──────── Extracted text ────────

Blueberry picking can be a fun, delicious, and educational outing with kids. Nothing compares to picking one’s own food and seeing where our food comes from. In Louisiana, the picking season usually starts earlier than other parts of the country, and we’re blessed to have several options for Blueberry picking near Baton Rouge.
Where to pick Blueberries
We’ve listed Blueberry picking farms below; while some of these farms are not close, they are within an hour or two and would make a fun day trip with a new city to explore. Time to get some dirt on your hands and fresh fruit in your buckets!
Good to Know Before You Go: Please be sure to call the farm before heading out, so many variables can affect your outing. Berry ripening, Weather, Berry availability, etc.
What to Bring: Prepare for a trip to the farm like you would a day at the park. With very little shade in the berry patches, you’ll want to bring hats and sunscreen. Wear full feet covering shoes, no flip-flops or the sort; those pesky Louisiana ants will get you every time!
Bring baby wipes and a change of clothes for the littles; you never know what blueberry shenanigans the kids will get into.
Blueberry picking near Baton Rouge and Beyond
Sadly, the freeze in March left most, if not all, farms unable to open in 2023.
Blueberry Ridge Orchard: Closed for 2023.
“Because of the freeze in March, we will be unable to open at all in 2023. We have no berries. The blooms were all damaged in the freeze in March. We look forward to seeing everyone in 2024. Thank you!”
WHERE: 2199 Holly Ridge Road, Jackson, Louisiana 70748.
More Info: Online | Facebook |225-603-2935 or leave a message at 225-629-5311.
Blue Harvest Farms: Blue Harvest Farms is the largest U-Pick Blueberry Farm in St. Tammany parish, located on the Covington/Bush border (Waldheim). Blue Harvest Farms will no longer be a public U-pick blueberry farm. They now operate a membership program.
They are still U-pick, and they still only grow blueberries, but because the fields have been downsized, they can no longer handle historical BHF crowds.

──────── Records shown ────────

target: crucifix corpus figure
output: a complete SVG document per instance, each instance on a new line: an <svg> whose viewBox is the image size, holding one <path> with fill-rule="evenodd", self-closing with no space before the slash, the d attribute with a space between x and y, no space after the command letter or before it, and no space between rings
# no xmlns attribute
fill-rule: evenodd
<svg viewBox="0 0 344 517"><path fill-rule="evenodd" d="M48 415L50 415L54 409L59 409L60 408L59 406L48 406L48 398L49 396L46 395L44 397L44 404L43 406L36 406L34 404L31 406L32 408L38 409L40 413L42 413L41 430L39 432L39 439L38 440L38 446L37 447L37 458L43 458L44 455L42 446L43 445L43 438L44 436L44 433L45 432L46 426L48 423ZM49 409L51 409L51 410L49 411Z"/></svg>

────────

What is required:
List every item the blueberry picking guide above recommends bringing or wearing for a trip to the farm.

The response:
- Hats
- Sunscreen
- Shoes that fully cover the feet
- Baby wipes
- A change of clothes for the kids